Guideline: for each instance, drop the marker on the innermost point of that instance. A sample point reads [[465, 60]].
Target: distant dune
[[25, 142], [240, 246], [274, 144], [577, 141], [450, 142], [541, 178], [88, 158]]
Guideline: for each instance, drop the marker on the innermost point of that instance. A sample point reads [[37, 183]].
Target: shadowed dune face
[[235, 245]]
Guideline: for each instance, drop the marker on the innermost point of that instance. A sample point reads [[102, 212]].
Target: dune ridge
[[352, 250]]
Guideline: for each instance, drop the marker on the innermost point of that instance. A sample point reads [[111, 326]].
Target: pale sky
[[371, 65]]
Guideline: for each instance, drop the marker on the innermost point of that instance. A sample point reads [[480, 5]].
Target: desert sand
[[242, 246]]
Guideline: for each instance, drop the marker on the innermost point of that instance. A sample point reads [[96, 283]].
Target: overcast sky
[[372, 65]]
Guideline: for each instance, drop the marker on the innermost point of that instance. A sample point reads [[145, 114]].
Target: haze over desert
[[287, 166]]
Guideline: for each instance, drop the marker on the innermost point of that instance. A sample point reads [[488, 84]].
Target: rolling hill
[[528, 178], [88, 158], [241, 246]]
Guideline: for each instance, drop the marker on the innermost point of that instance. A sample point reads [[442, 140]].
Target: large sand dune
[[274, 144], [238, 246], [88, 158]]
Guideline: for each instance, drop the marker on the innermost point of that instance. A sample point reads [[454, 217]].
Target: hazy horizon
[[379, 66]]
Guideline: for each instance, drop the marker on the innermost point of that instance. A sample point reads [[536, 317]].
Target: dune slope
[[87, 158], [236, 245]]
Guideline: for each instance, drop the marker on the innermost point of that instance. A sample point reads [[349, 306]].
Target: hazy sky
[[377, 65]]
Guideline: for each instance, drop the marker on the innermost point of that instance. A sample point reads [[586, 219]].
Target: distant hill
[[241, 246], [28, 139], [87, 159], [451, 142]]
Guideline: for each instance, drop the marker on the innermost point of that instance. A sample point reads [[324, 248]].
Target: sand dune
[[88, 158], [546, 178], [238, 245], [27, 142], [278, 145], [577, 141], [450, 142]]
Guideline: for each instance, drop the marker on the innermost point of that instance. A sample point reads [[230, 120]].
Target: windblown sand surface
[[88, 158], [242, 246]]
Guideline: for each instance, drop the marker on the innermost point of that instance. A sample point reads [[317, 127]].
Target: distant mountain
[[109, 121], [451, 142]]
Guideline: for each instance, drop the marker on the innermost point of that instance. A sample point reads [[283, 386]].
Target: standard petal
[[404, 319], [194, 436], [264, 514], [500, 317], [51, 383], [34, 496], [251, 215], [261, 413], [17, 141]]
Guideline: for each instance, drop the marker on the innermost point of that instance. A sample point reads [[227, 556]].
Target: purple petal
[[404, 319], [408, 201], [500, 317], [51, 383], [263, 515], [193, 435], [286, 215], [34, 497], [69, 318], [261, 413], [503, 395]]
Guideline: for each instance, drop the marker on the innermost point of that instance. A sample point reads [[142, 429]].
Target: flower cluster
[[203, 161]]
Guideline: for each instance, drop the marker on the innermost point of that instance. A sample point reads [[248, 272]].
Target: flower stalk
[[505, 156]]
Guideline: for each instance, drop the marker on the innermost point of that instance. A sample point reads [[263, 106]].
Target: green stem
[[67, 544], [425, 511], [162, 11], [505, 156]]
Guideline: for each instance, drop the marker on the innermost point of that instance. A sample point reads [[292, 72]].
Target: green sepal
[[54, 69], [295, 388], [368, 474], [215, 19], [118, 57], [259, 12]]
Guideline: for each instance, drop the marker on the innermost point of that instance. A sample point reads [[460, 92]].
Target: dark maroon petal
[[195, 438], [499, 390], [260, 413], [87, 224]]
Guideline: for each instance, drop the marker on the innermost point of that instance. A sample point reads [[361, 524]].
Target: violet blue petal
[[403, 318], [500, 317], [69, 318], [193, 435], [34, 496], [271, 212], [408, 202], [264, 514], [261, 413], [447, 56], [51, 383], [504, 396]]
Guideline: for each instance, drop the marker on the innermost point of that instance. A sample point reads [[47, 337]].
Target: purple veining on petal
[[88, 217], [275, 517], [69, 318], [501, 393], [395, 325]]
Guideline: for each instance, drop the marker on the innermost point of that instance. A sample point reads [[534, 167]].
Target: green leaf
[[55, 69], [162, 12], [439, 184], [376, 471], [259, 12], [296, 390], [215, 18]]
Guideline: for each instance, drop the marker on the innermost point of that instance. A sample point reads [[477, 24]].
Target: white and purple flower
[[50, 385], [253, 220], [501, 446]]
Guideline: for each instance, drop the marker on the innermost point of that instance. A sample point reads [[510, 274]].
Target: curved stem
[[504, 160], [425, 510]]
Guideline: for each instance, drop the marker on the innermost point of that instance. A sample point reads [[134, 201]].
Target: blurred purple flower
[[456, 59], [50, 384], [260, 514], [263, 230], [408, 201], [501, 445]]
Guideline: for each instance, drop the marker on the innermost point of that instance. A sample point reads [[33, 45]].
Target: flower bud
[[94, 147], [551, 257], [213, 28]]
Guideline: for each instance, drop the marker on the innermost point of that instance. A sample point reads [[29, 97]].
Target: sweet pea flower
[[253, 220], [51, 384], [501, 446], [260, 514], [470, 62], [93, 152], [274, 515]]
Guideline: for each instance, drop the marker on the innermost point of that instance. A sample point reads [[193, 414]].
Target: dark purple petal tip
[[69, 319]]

Task brief: Copy word for word the part of the lines above that opens with the line containing "reads [[145, 114]]." and closes with the line containing "[[528, 178], [88, 158], [241, 246]]", both of those lines included.

Reply to the task:
Guideline: for each instance, drop the marker on the innermost point of that instance. A sample point reads [[145, 114]].
Target: haze over desert
[[287, 166]]
Guideline: for each instance, drop the marker on the innermost point of that instance. A sample point reads [[488, 84]].
Target: rolling hill
[[528, 178], [88, 158], [241, 246]]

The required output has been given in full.